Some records
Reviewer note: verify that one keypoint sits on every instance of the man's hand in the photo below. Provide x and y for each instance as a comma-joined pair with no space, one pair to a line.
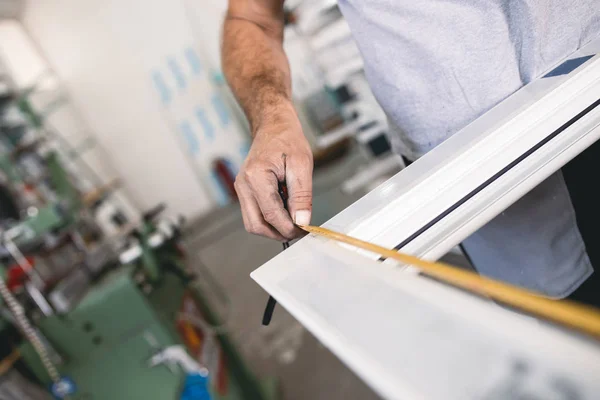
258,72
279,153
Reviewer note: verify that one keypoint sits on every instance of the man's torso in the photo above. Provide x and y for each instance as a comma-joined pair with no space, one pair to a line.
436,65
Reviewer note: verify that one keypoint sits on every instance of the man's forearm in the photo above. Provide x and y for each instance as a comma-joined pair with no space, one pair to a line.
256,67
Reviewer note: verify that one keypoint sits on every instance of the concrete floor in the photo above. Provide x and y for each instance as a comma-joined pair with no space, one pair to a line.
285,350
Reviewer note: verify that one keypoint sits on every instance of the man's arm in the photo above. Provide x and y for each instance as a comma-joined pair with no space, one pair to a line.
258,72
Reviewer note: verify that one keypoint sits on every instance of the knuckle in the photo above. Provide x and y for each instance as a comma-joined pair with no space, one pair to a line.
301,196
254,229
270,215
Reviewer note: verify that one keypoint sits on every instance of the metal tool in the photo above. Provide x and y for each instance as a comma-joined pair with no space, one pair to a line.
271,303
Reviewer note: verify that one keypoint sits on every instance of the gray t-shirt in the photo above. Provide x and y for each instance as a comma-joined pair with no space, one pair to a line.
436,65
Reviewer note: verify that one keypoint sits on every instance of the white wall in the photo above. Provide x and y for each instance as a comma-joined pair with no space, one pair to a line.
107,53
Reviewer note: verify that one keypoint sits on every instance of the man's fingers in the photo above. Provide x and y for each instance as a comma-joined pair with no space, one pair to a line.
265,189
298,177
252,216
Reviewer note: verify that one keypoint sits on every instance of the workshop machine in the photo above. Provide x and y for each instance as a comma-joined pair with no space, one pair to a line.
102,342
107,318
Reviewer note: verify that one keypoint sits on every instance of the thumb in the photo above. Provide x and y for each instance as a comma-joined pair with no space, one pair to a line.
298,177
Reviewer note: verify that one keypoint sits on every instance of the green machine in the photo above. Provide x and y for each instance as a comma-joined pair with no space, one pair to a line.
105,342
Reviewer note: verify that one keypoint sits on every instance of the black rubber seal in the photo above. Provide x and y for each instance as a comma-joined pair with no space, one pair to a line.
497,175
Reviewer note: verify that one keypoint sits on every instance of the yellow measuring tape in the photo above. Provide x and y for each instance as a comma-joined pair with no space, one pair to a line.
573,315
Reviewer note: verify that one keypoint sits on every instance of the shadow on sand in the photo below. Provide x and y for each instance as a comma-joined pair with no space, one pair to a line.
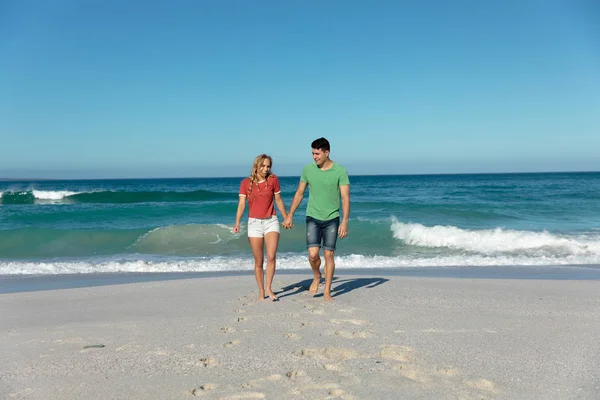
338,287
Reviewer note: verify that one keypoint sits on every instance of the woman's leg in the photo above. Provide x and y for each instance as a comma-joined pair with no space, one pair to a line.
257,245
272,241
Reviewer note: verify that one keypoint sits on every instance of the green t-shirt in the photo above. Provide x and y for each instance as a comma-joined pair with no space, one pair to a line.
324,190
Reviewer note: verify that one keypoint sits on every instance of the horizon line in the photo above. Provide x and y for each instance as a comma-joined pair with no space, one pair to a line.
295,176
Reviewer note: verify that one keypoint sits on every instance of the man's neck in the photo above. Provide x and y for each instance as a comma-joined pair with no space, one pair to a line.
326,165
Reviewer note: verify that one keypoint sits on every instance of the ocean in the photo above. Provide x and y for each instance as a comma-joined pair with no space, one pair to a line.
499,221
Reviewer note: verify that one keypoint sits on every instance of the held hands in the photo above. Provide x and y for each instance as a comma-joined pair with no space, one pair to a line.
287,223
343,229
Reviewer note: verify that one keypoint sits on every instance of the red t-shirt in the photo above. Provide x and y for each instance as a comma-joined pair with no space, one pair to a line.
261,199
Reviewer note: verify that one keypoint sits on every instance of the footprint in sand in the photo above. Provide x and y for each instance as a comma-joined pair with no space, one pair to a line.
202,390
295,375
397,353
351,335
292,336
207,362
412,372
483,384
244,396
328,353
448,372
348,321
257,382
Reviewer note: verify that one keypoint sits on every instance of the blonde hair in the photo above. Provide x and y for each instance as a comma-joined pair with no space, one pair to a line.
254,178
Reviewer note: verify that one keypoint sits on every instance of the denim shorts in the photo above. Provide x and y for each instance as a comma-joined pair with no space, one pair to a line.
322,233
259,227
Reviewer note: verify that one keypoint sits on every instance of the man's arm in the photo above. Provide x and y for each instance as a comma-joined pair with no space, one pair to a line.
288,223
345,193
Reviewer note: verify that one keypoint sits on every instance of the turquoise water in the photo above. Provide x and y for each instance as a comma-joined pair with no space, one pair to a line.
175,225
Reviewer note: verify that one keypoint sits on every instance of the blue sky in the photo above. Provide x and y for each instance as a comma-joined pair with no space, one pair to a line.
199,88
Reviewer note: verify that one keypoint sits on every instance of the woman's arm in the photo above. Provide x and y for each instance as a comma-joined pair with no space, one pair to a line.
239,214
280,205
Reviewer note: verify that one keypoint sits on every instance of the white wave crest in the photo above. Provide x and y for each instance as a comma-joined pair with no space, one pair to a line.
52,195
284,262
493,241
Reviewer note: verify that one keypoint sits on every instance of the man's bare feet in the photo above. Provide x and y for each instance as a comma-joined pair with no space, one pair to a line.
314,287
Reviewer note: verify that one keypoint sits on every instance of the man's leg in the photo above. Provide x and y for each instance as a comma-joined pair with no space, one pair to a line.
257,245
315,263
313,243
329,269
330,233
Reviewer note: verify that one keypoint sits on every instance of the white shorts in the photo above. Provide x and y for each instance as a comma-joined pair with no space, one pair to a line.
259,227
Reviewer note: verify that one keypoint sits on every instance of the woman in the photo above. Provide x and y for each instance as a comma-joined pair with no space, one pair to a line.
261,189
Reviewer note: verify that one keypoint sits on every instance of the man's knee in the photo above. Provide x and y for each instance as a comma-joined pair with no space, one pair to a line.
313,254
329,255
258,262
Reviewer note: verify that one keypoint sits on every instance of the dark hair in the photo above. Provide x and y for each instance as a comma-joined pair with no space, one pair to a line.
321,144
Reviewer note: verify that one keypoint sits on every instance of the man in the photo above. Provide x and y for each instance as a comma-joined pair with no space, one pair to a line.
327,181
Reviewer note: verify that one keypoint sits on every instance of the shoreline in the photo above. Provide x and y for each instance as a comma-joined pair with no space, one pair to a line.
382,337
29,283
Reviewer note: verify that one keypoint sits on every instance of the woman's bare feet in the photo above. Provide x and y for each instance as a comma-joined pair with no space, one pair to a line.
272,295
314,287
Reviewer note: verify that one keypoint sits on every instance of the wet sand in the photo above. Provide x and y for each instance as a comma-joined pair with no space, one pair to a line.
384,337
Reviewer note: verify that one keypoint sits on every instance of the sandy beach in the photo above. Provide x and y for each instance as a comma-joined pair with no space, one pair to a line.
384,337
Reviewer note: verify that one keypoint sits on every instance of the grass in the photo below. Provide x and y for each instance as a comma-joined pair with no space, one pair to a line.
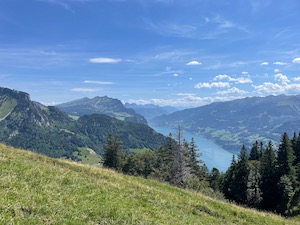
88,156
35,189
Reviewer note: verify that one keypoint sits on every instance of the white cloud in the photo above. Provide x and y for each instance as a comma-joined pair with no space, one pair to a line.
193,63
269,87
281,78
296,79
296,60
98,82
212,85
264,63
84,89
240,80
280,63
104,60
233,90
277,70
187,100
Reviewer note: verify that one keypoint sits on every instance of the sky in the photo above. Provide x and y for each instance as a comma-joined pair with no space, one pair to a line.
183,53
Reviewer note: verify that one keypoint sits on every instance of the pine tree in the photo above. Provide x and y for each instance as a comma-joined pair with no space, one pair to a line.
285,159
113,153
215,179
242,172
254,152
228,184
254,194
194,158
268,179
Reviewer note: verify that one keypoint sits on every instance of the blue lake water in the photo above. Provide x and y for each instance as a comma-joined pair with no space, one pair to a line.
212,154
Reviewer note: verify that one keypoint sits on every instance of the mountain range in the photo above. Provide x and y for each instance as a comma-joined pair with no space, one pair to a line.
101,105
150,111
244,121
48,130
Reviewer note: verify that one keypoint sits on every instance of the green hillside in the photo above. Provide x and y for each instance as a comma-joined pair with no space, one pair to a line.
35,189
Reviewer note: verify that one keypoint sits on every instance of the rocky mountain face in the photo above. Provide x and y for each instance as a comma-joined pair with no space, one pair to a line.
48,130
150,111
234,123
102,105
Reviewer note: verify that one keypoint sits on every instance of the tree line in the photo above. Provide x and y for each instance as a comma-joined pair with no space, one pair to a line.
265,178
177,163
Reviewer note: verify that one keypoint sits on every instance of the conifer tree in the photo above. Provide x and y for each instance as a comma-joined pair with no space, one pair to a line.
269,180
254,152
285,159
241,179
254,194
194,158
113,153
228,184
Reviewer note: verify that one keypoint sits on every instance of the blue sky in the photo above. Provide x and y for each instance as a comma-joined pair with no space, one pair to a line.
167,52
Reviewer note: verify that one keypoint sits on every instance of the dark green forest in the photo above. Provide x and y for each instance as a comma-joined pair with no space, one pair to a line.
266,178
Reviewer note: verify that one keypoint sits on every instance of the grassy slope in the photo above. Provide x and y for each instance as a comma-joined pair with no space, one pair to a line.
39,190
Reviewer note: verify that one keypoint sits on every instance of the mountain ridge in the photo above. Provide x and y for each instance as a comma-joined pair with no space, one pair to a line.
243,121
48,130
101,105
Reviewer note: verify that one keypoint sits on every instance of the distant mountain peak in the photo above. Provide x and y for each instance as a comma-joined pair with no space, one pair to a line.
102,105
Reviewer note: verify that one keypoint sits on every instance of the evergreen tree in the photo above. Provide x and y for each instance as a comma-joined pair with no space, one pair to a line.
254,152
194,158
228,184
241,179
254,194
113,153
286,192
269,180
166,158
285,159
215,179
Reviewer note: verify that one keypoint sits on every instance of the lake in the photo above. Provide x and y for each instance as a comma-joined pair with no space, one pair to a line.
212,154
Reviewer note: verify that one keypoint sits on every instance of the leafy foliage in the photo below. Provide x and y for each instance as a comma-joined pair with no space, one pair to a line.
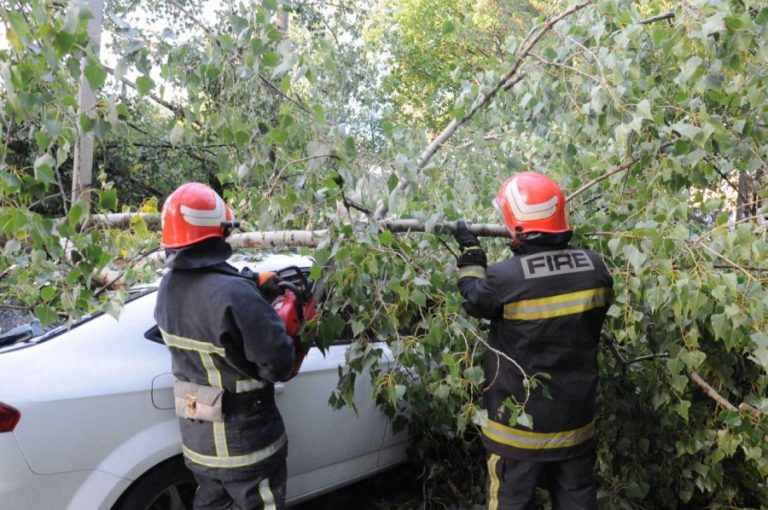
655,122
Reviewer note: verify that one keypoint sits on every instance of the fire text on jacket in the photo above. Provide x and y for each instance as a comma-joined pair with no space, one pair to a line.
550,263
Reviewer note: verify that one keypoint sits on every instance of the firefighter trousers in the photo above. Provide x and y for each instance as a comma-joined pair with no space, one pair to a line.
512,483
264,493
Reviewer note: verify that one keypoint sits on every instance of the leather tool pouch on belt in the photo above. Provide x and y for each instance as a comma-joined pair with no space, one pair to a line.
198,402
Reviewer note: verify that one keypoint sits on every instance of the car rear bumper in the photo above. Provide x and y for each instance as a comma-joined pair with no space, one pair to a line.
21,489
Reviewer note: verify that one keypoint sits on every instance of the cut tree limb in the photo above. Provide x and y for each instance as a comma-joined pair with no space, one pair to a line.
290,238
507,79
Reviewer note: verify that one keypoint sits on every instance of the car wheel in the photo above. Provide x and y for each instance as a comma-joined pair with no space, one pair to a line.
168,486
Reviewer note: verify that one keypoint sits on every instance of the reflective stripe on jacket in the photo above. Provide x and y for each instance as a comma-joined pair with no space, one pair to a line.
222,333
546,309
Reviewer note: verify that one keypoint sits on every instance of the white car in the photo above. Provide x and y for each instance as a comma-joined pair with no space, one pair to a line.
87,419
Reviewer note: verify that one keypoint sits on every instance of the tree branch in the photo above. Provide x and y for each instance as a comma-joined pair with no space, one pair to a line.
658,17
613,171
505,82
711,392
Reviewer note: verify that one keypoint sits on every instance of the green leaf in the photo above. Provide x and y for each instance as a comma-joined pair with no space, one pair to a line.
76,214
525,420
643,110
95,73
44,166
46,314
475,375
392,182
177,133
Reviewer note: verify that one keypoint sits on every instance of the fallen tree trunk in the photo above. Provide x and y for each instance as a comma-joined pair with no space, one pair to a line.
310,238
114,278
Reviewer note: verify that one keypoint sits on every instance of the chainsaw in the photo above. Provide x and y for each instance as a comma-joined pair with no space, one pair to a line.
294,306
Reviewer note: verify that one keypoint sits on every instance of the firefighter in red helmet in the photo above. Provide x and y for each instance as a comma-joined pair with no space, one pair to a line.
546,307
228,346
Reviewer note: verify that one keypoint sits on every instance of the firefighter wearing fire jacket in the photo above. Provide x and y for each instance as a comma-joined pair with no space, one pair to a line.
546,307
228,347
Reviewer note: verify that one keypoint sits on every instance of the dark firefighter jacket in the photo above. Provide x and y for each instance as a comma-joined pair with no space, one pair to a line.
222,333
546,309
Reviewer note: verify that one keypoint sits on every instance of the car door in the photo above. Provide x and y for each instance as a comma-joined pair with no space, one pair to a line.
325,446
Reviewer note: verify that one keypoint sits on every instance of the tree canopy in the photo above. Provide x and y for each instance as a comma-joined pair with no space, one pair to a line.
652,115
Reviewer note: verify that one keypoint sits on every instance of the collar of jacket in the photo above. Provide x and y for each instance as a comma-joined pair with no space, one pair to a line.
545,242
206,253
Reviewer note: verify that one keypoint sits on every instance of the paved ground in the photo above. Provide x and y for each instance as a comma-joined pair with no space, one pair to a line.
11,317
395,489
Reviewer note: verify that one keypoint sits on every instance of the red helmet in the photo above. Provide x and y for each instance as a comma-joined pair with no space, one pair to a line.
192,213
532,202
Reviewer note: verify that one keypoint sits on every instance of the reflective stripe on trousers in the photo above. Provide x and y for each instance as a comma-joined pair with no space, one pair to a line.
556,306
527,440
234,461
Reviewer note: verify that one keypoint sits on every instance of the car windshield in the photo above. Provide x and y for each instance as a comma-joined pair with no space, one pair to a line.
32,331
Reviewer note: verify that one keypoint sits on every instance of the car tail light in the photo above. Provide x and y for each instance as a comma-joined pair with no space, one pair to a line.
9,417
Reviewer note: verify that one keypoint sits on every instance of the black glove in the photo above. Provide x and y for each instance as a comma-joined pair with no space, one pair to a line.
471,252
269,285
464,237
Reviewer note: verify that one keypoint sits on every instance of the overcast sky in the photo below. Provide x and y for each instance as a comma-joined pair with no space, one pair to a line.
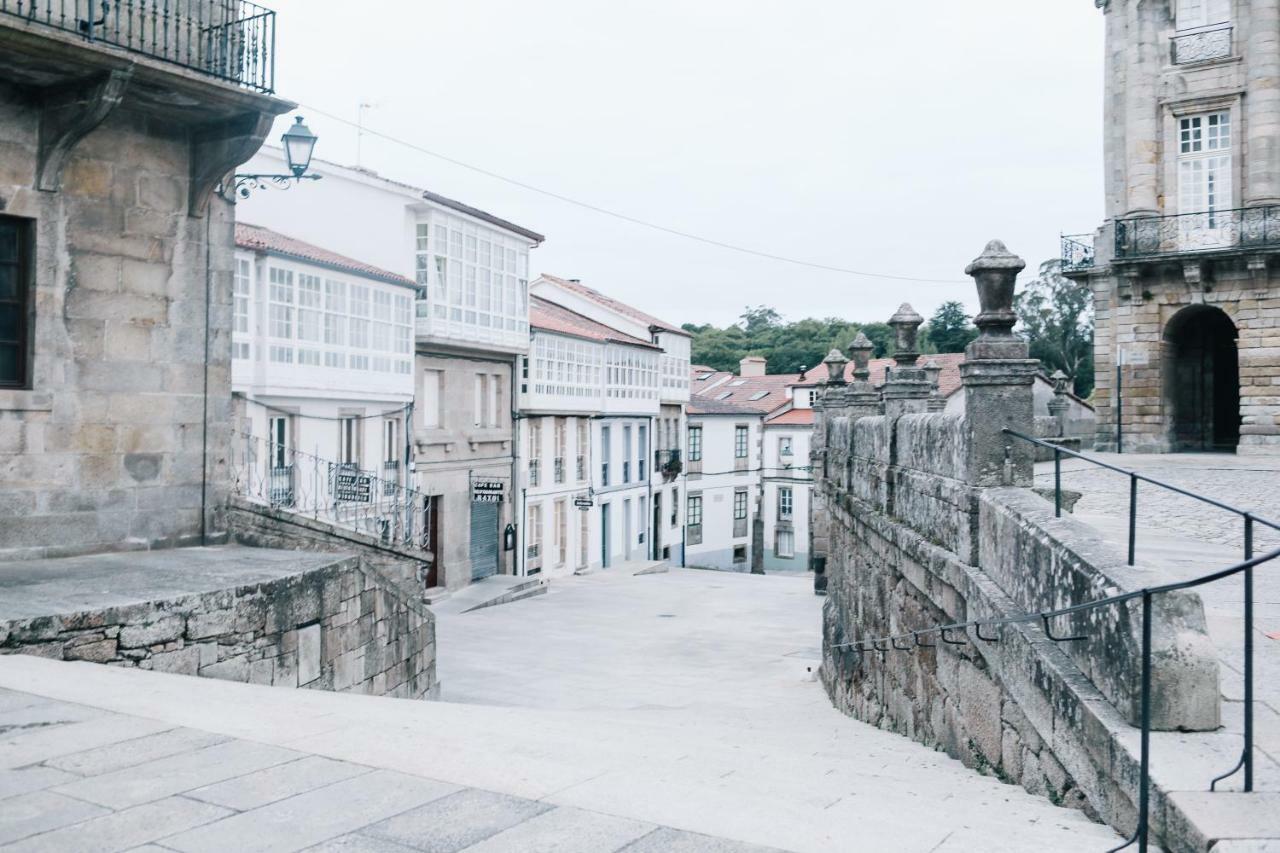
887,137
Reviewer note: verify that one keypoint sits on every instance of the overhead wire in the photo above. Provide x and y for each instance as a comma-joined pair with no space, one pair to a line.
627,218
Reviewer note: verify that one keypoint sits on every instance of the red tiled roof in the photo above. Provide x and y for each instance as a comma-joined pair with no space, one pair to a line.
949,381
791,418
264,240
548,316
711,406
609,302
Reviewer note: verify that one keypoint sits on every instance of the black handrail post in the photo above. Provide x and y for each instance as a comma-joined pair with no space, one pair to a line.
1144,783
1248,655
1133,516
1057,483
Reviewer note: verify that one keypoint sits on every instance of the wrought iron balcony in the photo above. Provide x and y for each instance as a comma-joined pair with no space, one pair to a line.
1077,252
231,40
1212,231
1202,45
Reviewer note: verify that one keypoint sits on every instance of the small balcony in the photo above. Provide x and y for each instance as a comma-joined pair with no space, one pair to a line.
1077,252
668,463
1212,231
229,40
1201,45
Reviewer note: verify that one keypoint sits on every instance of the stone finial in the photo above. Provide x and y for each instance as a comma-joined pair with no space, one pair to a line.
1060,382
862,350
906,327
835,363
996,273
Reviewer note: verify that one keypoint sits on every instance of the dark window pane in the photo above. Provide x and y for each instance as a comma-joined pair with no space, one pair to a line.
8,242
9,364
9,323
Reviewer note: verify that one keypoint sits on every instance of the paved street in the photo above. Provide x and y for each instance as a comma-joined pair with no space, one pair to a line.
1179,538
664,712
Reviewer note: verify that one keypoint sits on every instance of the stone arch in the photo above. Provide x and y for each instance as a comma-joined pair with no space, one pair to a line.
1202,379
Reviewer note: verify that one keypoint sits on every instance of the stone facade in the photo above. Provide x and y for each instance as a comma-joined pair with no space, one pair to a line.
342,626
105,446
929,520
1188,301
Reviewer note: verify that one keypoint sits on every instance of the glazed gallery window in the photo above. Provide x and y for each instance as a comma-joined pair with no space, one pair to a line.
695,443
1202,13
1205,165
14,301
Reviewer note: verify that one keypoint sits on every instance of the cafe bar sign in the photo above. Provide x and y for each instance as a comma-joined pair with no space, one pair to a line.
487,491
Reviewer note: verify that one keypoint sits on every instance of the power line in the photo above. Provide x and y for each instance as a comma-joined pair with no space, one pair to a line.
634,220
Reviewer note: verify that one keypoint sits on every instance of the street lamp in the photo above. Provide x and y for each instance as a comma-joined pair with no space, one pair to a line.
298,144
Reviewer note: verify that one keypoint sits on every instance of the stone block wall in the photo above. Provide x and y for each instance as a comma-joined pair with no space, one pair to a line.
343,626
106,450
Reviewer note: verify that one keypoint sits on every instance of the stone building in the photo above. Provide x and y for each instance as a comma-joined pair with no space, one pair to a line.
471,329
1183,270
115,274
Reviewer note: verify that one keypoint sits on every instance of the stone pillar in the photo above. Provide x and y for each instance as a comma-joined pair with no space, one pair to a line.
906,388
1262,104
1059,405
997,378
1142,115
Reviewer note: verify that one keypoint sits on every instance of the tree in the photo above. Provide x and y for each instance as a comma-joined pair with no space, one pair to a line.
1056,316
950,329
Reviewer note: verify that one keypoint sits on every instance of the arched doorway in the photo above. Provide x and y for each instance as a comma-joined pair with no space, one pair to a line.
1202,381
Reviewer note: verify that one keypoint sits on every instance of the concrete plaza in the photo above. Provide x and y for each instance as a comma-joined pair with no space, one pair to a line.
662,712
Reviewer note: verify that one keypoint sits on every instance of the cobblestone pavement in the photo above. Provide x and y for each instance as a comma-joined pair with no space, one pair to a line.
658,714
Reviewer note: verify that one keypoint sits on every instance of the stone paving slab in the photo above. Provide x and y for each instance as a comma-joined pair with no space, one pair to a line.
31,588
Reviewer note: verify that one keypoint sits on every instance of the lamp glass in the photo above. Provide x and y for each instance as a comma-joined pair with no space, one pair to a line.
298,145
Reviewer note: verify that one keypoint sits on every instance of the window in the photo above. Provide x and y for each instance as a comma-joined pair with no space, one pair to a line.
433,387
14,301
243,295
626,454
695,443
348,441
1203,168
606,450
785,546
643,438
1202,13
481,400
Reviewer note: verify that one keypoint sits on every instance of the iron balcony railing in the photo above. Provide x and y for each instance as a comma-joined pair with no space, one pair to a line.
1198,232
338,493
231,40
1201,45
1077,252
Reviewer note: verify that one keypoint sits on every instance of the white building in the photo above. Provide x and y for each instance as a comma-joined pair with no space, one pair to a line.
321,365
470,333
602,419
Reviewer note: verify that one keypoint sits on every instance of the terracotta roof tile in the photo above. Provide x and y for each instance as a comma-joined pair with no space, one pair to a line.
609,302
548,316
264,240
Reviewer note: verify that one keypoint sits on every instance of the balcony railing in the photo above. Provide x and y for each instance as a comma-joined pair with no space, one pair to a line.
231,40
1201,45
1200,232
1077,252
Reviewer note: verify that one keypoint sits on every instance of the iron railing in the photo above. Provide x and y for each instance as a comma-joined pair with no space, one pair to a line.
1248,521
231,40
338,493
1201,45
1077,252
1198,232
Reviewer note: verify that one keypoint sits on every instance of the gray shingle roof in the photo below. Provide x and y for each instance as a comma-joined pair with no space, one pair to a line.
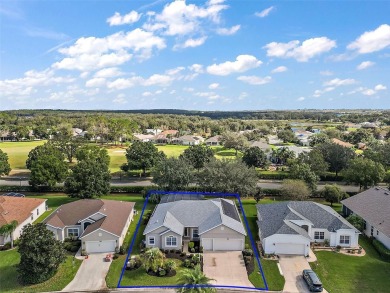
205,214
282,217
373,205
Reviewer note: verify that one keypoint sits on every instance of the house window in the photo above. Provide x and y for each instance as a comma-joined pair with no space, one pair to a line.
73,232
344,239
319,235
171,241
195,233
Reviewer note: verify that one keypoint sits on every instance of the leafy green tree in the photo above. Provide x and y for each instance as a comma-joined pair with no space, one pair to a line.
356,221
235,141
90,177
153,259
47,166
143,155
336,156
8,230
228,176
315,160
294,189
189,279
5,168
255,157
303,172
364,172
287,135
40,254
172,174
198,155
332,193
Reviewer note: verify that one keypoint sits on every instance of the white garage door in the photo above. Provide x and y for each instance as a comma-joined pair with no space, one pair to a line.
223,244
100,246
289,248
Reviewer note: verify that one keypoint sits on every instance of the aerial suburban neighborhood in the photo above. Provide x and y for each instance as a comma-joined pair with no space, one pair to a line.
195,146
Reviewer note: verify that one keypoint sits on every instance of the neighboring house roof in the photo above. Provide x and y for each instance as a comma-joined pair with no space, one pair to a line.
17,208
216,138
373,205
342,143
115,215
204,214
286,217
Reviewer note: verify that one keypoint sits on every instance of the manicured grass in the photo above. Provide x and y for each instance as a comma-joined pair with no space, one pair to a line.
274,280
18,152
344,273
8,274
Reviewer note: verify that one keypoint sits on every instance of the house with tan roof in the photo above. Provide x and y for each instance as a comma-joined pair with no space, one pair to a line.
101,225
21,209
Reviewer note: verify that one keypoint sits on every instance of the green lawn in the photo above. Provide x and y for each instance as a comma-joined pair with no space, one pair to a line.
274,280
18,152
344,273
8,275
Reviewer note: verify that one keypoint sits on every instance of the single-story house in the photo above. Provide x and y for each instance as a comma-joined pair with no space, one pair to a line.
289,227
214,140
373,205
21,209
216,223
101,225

Task to carry out
Reproduce only the lines between the line containing "of the manicured" and the last line of the records, those two lines included, exactly.

Reply to the task
Reviewer note: verify that one keypoint sits on every instance of the manicured grass in the photo above. Provide x and y for each instance as a comma-joined pair with no space, one pair to a line.
274,280
18,152
344,273
8,274
Reviewer note: verify that one keypoint sits on every instance of the house with tan roof in the photo above. Provide x and y for each instance as a comma-joined pair with no space, one pair to a line.
101,225
21,209
Reviewer note: verify that one keypoint sits on every instance of the green lawn in the photo above. Provide x and y for each instance as a comma-joined pair with no space, one pair to a line.
274,280
18,152
344,273
8,275
Reviewer note: verify that one keypoint sits on every instance of the single-story house in the photo above. Provide x and y for each instance as a comma-joined pair with no space, one pair to a line.
289,227
214,140
373,205
21,209
216,223
101,225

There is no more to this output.